### Exercise task
Identify every line in the entries below that contains the word "black", and copy each of those lines. Case counts.
-- start of Input data --
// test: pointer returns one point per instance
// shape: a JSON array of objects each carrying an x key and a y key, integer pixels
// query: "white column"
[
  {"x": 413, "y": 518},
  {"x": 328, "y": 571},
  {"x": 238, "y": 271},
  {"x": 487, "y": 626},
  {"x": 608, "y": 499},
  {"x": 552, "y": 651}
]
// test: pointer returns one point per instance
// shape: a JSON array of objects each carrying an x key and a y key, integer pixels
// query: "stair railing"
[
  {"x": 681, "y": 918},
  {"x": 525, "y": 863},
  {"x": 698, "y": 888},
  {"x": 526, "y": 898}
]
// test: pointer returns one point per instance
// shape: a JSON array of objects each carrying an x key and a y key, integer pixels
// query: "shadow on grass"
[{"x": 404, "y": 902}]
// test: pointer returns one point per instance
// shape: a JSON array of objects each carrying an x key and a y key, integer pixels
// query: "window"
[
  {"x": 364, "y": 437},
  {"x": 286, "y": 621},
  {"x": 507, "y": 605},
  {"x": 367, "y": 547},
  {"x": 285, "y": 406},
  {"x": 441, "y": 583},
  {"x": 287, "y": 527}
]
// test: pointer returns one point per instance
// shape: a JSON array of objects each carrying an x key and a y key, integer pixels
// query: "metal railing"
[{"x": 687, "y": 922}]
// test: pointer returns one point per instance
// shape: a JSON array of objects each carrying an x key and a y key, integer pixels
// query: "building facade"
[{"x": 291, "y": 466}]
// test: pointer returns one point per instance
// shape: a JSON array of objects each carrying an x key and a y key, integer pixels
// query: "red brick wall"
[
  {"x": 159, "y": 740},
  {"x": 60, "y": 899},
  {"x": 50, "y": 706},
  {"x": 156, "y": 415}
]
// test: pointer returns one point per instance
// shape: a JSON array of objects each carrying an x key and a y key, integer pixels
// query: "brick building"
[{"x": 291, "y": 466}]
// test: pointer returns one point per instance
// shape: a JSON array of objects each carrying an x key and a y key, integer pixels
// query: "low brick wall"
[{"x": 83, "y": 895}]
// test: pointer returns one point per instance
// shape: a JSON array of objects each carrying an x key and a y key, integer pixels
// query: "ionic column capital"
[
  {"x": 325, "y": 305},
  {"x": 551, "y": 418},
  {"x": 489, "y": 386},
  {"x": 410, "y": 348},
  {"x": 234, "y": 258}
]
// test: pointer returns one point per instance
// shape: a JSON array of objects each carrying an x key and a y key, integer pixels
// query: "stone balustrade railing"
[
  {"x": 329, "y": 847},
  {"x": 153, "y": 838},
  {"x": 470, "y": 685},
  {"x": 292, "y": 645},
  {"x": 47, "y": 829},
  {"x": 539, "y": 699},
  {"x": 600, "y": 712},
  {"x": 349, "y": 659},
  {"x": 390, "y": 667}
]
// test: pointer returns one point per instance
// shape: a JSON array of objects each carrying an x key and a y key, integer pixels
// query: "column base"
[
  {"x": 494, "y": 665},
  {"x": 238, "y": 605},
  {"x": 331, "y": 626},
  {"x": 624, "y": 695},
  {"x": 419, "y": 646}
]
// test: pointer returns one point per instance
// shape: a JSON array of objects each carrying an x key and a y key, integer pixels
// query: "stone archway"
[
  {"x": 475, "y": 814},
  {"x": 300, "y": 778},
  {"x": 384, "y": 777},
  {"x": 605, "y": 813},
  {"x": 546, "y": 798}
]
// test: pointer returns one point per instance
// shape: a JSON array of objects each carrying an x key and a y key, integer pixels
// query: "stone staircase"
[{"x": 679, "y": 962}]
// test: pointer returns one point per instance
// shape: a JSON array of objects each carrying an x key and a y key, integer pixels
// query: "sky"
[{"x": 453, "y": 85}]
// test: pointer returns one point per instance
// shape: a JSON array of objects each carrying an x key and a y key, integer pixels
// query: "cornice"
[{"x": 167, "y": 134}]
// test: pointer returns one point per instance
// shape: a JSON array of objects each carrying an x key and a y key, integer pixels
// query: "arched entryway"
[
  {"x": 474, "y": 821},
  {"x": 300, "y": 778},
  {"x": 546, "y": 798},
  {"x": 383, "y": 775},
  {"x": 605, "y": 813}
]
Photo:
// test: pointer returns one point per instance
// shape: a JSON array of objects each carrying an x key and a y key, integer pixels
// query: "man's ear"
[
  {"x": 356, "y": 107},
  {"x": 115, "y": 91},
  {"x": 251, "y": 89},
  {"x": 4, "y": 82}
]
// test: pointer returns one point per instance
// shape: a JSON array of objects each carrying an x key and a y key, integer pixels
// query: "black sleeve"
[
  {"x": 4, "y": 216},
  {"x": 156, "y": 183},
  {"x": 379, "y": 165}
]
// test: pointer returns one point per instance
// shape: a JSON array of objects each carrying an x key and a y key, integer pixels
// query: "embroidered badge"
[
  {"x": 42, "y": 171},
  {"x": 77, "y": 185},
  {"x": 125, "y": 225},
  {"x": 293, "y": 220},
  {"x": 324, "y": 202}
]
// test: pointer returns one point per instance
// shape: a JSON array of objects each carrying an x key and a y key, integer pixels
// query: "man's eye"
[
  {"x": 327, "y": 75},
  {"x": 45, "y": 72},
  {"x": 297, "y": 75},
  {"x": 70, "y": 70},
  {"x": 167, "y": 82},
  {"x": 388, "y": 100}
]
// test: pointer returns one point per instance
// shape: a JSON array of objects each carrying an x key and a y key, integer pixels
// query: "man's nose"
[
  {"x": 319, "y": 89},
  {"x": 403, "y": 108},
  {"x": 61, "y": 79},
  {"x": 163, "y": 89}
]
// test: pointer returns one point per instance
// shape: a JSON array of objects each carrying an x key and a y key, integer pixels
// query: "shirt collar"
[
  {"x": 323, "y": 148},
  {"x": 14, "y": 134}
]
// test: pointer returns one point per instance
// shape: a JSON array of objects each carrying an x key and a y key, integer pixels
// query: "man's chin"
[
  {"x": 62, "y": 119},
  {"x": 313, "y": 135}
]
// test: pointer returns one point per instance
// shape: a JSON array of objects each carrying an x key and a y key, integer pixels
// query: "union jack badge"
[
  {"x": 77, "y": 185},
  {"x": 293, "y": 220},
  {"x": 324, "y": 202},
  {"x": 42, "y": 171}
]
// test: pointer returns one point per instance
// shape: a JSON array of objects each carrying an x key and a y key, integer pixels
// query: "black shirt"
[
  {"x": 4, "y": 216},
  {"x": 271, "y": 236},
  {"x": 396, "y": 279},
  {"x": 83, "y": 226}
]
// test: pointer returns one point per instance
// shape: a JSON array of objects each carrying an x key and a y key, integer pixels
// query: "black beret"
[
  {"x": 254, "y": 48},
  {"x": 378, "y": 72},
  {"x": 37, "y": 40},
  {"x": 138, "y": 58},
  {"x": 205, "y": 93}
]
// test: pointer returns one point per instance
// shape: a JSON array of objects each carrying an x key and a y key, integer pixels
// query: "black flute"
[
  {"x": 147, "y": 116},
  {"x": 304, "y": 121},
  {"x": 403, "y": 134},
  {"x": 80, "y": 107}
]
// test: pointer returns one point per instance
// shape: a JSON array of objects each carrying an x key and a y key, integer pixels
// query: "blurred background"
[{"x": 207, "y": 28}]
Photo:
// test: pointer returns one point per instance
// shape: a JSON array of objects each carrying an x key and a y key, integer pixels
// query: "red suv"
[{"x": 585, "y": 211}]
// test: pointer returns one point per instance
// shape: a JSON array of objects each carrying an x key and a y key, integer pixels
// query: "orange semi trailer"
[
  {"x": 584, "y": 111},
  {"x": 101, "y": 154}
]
-- end of Input data --
### Finished task
// query: "black sleeve"
// query: "black shirt"
// query: "black beret"
// query: "black flute"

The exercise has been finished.